Rewrite the listing below, swapping "distant tree" for "far-off tree" and keeping everything else the same. Leave the pictures out.

— Begin —

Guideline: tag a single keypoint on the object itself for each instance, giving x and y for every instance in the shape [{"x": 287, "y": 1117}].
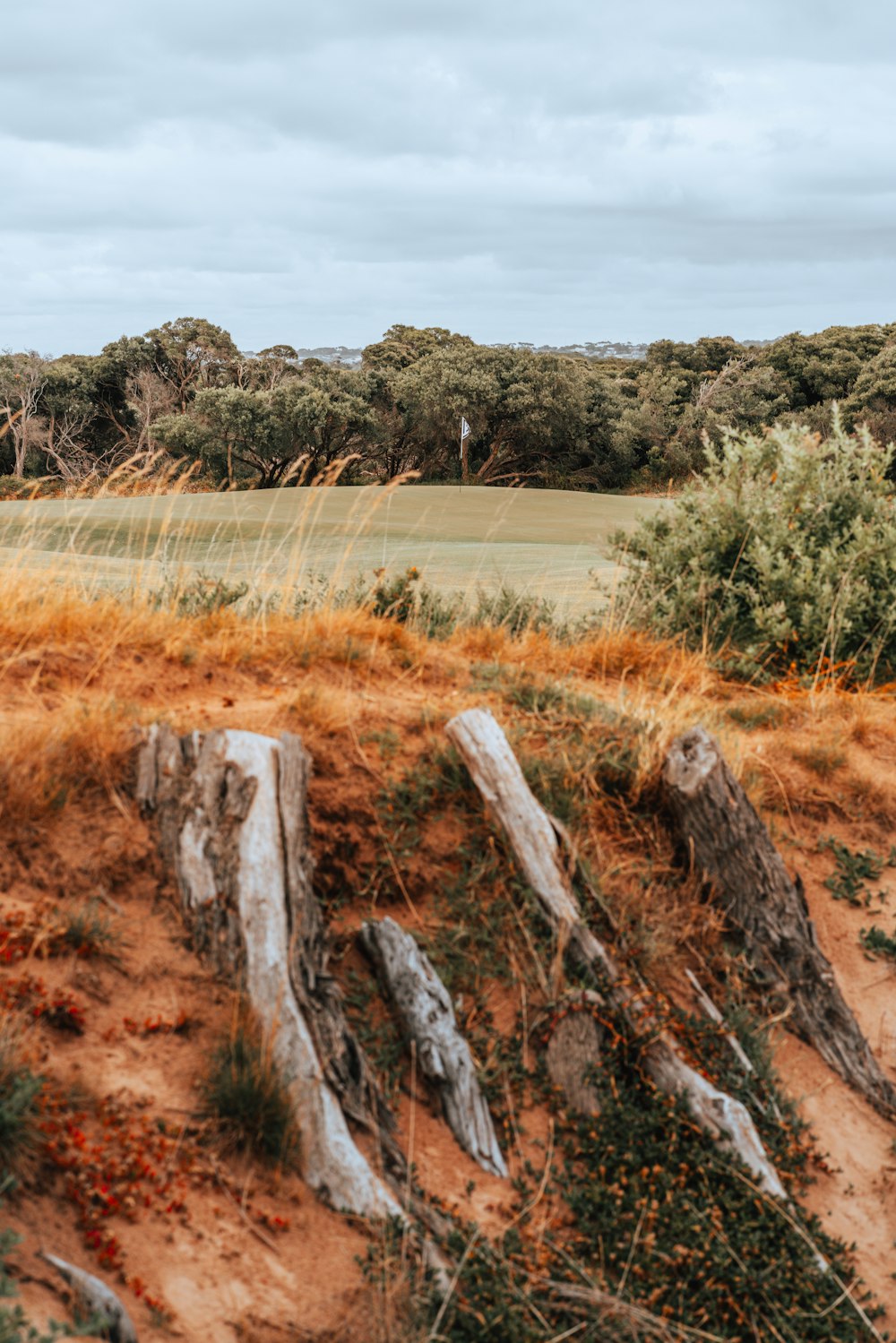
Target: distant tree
[
  {"x": 22, "y": 426},
  {"x": 323, "y": 417},
  {"x": 306, "y": 423},
  {"x": 405, "y": 345},
  {"x": 823, "y": 366},
  {"x": 874, "y": 396},
  {"x": 193, "y": 353}
]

— End —

#### COMPLETE RESPONSE
Guideline: tag a single keypoint on the object itself for each instance, giving x and y for every instance in the shape [{"x": 287, "y": 1117}].
Target: far-off tree
[
  {"x": 22, "y": 426},
  {"x": 323, "y": 417},
  {"x": 306, "y": 423},
  {"x": 405, "y": 345},
  {"x": 823, "y": 366},
  {"x": 874, "y": 396},
  {"x": 193, "y": 353}
]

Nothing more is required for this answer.